- _Entries from an annotation dataset_:
____

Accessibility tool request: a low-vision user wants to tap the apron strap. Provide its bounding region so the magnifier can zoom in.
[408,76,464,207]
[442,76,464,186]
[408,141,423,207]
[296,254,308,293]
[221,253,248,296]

____

- _WHAT IS BEING ASKED_: Edit the rows above by replacing "apron strap" with "belt buckle" and leaving every other character unchanged.

- _THE REPLY_:
Accessibility tool request: a low-vision user wants to tap the belt buckle. Provide its bounding region so the magnifier can zoom in.
[408,76,464,207]
[442,76,464,186]
[408,141,423,207]
[296,254,308,293]
[221,253,248,296]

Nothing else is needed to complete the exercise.